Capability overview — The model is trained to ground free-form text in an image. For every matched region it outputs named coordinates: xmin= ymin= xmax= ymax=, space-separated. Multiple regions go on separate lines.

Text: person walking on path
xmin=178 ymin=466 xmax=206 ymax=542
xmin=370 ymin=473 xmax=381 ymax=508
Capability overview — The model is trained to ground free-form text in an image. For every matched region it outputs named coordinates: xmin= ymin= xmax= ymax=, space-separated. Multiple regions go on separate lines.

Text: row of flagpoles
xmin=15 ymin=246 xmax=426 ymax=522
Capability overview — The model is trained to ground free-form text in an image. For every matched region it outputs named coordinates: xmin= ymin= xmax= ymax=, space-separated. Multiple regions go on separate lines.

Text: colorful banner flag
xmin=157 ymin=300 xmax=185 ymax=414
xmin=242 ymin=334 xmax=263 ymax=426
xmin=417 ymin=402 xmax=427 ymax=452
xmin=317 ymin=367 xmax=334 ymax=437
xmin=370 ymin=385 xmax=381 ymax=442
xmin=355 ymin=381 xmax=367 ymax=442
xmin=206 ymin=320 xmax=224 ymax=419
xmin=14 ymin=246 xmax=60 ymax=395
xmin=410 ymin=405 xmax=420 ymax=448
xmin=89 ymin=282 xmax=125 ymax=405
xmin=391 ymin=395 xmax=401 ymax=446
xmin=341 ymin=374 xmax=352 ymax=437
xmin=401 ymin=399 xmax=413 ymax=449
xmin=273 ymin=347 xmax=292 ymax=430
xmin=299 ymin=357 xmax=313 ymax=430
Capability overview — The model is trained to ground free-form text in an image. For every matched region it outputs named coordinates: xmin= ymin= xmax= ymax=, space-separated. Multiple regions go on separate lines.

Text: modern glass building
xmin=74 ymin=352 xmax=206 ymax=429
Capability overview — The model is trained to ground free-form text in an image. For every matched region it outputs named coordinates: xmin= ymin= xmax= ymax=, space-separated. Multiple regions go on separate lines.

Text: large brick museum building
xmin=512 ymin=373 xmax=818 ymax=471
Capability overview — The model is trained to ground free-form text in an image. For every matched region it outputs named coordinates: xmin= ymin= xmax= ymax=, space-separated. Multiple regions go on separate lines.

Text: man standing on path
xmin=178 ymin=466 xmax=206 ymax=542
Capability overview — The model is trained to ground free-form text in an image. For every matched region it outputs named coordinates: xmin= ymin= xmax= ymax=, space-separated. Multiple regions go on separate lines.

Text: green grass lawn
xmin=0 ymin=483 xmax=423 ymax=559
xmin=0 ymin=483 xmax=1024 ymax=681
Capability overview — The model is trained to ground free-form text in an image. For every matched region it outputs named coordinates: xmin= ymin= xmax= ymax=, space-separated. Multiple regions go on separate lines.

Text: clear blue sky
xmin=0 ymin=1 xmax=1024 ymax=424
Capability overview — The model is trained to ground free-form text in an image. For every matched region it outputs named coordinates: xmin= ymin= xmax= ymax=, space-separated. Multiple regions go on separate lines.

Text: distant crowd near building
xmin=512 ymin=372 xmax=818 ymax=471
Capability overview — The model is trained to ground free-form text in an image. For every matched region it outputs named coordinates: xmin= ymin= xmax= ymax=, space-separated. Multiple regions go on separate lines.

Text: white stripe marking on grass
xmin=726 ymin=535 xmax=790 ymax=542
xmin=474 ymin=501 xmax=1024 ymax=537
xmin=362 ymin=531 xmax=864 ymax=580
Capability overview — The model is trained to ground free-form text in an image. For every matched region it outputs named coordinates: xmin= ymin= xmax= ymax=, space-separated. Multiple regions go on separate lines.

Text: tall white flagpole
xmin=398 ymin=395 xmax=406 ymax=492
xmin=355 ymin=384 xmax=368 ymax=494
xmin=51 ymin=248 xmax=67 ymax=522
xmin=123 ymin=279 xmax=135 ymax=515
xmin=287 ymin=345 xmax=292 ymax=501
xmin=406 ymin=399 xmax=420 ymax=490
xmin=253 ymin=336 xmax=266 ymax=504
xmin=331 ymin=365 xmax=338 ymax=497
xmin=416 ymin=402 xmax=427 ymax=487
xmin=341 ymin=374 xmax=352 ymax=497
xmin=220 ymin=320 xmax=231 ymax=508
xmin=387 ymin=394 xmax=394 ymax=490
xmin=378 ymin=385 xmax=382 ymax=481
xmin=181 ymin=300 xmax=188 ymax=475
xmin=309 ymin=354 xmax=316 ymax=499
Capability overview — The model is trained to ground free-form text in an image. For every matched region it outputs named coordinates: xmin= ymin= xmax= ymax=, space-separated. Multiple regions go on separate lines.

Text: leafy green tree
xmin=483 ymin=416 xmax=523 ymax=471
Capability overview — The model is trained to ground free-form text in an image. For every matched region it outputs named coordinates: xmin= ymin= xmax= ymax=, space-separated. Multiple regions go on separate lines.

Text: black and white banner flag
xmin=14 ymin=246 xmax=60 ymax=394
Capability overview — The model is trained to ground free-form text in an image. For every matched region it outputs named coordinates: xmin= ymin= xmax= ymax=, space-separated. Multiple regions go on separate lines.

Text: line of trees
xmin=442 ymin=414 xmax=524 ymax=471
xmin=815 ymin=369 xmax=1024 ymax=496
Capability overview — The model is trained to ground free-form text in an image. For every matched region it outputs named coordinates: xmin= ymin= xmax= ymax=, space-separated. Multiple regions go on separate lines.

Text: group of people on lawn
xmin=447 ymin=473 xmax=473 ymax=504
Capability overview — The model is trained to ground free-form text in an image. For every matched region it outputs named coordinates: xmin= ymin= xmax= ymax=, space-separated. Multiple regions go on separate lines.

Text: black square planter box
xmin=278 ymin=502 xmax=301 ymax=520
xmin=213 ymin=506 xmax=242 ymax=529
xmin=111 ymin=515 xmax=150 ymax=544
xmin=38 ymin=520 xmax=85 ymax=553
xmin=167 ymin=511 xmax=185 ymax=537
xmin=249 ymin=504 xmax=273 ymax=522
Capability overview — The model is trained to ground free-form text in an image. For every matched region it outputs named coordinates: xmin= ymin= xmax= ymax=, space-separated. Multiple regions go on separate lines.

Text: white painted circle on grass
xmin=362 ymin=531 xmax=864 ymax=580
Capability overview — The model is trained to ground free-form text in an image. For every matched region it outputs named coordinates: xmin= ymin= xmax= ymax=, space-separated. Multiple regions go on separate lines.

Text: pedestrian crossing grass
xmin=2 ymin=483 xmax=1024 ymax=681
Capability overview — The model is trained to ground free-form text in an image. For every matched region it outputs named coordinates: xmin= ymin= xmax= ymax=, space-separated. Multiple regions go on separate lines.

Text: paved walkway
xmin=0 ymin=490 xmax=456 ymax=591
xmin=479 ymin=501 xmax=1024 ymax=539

==

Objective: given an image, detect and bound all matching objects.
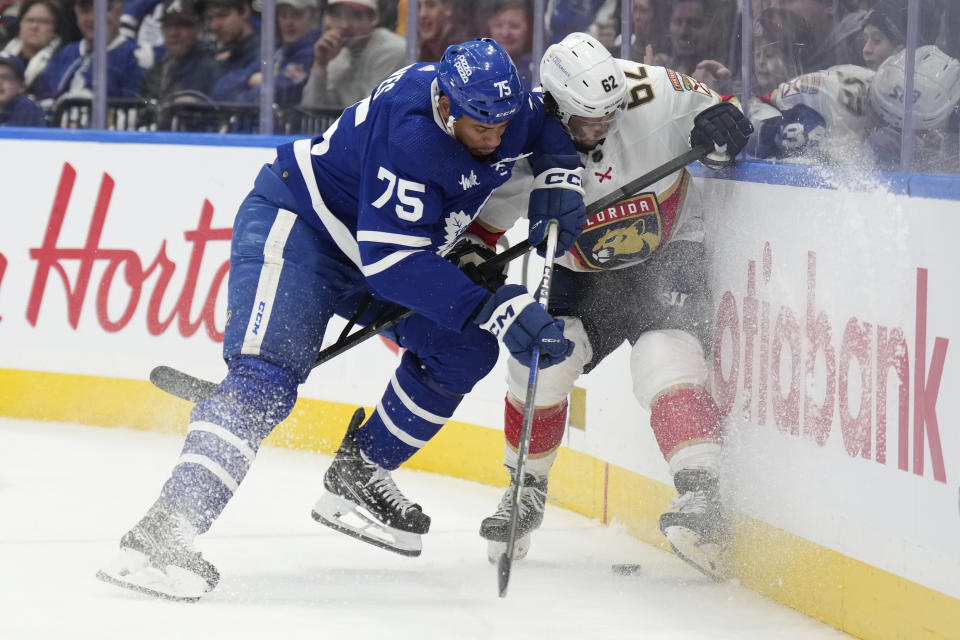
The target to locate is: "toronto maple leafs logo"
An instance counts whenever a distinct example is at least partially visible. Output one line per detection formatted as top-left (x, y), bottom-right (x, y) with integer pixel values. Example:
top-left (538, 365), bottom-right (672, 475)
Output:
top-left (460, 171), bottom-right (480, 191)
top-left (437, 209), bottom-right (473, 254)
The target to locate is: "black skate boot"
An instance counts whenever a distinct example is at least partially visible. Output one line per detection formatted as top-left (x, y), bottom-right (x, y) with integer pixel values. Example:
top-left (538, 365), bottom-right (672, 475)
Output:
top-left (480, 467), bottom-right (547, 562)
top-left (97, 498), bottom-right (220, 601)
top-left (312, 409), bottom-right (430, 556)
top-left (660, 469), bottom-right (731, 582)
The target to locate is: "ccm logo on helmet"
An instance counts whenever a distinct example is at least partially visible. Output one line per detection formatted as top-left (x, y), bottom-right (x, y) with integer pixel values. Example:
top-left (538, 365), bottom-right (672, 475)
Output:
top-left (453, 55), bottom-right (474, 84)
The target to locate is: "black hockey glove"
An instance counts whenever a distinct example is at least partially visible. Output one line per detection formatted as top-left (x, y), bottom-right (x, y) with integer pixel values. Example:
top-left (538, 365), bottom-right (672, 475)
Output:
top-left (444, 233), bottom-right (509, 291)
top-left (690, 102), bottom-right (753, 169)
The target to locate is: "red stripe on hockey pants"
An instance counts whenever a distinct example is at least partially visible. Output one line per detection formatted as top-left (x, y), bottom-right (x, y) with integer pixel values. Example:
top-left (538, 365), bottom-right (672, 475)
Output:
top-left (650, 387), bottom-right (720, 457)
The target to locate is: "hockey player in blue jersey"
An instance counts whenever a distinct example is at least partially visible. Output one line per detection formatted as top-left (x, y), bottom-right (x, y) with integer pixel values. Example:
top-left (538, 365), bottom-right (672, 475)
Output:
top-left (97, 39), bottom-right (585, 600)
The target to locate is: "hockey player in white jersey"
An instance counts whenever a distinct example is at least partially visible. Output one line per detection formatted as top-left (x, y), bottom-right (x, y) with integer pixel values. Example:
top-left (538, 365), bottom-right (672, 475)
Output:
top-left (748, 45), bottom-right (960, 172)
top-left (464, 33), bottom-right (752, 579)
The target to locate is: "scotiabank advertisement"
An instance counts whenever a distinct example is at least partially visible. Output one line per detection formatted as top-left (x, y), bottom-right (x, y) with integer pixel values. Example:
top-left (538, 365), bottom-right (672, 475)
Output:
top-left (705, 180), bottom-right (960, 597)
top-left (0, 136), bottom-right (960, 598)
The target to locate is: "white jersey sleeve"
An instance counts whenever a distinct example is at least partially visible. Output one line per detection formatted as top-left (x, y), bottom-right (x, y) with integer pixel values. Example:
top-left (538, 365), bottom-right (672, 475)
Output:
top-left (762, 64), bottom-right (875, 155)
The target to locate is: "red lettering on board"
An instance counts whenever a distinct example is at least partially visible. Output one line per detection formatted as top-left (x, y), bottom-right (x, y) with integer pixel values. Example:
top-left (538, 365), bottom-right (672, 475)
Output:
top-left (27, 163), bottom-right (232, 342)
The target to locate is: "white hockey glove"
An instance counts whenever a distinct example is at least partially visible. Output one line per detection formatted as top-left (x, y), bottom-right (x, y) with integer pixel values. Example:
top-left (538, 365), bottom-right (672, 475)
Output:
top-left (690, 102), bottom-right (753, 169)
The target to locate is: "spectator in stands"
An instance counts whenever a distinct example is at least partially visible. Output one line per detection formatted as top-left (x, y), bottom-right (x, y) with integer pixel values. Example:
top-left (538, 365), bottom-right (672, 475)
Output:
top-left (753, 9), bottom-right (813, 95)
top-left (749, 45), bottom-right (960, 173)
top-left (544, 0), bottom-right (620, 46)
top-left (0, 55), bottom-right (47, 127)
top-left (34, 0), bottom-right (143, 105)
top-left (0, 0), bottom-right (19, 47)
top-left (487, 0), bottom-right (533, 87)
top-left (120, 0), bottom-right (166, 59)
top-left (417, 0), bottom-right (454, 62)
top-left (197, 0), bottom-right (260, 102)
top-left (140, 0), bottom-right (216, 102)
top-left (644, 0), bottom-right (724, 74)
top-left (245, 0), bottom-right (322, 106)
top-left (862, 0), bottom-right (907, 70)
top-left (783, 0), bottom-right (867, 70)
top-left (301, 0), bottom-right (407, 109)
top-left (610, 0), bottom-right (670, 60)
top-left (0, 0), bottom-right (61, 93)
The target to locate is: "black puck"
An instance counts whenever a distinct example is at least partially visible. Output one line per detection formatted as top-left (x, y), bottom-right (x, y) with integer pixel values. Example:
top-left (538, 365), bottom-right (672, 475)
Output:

WHAT IS REQUIRED — Which lines in the rows above contain the string "stripe"? Pick out each one and copy it in full.

RESPONSE TO THE EXERCISE —
Text: white stripe marking on grass
The target to locate is: "red stripe on hockey pants"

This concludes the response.